▸ **DIRECTIONS FOR THIS TASK**
No line before the one containing "the white baseboard" is to be output; retype exactly that line and all lines that follow it to the end of the records.

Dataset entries
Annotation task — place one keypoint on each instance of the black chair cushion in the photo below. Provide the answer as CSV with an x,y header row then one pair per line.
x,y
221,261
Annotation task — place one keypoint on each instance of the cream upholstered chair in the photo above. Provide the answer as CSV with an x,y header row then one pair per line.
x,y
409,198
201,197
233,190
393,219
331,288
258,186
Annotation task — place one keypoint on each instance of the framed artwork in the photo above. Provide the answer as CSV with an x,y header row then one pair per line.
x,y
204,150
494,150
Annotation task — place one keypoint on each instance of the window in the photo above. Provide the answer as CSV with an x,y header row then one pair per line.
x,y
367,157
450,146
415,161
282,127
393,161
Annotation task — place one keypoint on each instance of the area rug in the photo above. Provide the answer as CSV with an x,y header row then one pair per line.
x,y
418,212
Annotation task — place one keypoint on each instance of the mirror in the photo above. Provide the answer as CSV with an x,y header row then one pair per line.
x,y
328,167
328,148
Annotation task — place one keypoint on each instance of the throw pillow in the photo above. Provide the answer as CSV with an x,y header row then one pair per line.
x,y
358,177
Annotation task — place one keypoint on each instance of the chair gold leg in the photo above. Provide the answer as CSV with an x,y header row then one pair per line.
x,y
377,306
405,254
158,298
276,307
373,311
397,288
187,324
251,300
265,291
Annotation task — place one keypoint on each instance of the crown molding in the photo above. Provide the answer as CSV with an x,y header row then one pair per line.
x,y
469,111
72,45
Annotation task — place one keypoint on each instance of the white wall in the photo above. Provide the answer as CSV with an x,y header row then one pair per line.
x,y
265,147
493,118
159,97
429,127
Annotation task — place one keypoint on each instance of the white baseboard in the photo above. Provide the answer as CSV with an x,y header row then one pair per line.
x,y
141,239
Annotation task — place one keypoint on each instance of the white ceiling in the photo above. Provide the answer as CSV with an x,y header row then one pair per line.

▸ **ANSWER SECTION**
Annotation task — place one keypoint on each instance of the white baseboard in the photo above. Provide the answer as CSV with an x,y header row then one pair per line.
x,y
141,239
Annotation task — place one keypoint on each instance of the white ceiling in the photo above. Provide the answer as CSV with an x,y header row then one pair per line.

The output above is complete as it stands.